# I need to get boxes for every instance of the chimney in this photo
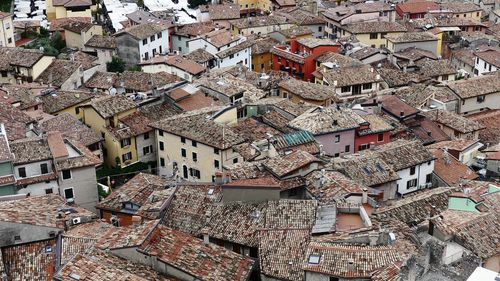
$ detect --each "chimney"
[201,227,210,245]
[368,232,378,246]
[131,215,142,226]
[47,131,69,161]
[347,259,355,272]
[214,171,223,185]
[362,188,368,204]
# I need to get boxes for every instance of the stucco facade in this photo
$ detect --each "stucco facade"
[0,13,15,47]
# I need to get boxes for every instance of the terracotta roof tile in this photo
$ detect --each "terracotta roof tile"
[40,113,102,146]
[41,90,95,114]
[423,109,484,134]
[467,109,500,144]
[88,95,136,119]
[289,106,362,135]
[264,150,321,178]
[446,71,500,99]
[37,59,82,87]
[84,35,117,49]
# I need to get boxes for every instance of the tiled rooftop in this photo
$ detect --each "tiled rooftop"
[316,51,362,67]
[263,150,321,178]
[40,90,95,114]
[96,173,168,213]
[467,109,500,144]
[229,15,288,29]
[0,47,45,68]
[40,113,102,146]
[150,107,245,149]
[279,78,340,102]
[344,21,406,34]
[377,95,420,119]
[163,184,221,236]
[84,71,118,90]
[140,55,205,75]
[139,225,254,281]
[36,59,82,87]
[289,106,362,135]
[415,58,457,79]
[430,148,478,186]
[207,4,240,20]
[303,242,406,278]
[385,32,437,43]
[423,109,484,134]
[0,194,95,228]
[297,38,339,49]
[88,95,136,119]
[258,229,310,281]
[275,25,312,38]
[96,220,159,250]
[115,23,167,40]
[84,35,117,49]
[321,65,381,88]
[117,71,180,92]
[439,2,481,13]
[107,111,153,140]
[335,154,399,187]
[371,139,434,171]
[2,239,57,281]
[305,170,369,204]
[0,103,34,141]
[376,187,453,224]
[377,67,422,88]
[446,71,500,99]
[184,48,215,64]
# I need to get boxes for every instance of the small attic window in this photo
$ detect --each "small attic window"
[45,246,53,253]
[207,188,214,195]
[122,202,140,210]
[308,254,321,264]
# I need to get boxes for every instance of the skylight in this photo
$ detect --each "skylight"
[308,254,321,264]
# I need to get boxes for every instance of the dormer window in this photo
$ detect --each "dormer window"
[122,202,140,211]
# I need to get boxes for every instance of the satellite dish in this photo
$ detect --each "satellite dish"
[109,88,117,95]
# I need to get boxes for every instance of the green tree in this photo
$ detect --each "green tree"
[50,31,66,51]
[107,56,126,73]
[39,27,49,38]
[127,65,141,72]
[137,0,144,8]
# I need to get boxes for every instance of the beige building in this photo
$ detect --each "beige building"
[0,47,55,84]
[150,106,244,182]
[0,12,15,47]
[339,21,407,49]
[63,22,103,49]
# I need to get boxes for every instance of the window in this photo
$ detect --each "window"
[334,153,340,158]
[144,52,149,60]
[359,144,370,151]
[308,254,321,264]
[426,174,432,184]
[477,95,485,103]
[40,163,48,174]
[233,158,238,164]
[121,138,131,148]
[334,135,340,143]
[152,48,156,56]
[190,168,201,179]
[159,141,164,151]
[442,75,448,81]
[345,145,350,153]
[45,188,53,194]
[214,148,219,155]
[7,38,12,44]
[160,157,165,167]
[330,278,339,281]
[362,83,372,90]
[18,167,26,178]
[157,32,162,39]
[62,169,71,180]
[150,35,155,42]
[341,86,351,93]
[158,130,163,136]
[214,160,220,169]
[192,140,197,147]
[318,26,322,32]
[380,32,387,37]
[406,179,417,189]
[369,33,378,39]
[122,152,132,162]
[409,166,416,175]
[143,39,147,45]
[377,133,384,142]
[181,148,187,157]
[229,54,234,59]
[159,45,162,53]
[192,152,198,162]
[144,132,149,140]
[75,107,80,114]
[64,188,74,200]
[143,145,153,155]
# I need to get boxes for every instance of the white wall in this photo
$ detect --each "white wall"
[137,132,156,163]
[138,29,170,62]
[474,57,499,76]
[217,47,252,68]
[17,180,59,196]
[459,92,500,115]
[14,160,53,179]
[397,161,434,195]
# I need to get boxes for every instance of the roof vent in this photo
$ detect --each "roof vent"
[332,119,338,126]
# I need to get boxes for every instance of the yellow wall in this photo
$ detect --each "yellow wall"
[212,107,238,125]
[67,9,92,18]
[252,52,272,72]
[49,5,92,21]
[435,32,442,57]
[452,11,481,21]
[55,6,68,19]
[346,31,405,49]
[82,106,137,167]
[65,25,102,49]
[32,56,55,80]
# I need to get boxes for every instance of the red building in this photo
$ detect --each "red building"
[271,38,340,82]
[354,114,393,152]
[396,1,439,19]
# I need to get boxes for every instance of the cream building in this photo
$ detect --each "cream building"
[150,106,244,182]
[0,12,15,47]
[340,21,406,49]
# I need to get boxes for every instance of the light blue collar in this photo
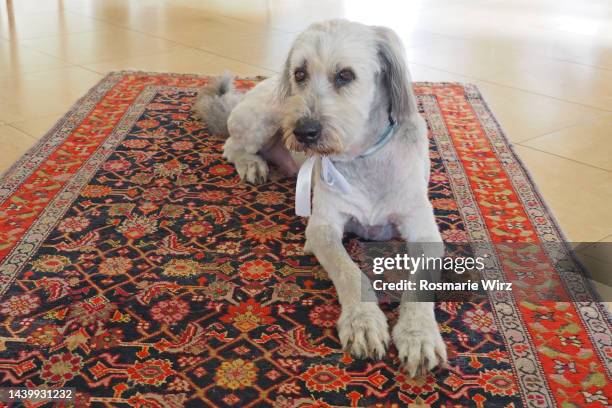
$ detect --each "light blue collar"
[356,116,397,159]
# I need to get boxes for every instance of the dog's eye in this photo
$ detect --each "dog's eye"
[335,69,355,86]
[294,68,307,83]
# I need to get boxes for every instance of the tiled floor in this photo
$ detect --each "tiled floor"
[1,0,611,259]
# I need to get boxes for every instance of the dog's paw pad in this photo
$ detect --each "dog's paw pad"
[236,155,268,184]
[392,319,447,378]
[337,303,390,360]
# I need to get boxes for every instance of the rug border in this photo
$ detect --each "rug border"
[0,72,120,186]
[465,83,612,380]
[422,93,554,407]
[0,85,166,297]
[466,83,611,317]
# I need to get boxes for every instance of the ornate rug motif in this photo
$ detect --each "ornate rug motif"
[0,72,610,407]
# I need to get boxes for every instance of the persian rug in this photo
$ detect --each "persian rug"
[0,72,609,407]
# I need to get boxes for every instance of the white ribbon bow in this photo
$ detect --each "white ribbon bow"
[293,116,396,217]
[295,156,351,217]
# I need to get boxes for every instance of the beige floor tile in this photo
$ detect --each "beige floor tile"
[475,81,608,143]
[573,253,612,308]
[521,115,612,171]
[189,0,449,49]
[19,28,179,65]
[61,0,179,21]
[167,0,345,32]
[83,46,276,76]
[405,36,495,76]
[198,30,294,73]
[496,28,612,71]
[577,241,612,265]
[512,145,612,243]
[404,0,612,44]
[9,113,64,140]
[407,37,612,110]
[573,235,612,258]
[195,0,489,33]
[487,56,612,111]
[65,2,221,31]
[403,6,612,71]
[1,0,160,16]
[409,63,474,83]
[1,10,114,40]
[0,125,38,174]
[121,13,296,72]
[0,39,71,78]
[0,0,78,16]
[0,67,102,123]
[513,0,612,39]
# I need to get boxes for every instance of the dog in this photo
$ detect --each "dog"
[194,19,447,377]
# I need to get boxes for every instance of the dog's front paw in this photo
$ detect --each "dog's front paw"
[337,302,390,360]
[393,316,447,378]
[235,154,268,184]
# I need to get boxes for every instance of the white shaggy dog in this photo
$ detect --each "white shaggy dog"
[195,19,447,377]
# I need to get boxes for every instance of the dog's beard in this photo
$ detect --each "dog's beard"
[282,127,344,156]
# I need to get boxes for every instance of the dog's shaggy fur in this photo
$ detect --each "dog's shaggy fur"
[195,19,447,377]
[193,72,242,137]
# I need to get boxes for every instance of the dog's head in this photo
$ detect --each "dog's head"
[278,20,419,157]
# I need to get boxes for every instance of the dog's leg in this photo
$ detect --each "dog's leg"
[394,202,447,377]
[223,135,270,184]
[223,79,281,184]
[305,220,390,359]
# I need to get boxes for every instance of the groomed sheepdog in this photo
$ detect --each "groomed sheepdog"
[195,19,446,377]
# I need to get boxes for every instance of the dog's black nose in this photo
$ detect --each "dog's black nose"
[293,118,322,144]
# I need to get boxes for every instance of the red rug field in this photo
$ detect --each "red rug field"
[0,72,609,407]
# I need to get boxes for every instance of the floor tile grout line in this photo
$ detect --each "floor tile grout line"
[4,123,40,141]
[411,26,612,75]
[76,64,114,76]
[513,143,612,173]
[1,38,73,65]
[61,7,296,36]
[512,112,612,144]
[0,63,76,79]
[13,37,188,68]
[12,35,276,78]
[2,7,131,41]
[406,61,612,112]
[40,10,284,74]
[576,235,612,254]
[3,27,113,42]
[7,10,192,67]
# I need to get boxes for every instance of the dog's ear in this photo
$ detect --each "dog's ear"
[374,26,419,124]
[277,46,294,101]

##############################

Problem to work on: Please reproduce the lines from the line with "attic window in this photo" to the line with "beige building in this photo", both ends included, exactly as they appear above.

Solution to this problem:
# I need to get boxes for every instance of the small attic window in this photo
$ detect --each "small attic window"
[45,246,53,253]
[207,188,214,195]
[122,202,140,210]
[308,254,321,264]
# I need to get boxes for every instance of the skylight in this photo
$ detect --each "skylight"
[308,254,321,264]
# I need to get boxes for every instance of the dormer window in this photo
$ detect --each "dormer window"
[122,202,140,211]
# I need to get boxes for every instance of the satellite dish in this photo
$ detect --each "satellite dish"
[109,88,117,95]
# I need to get boxes for every instance of the green tree in this photo
$ detect --each "green tree"
[50,31,66,51]
[107,56,126,73]
[39,27,49,38]
[127,65,141,72]
[137,0,144,8]
# I need to get boxes for every instance of the beige building in this photo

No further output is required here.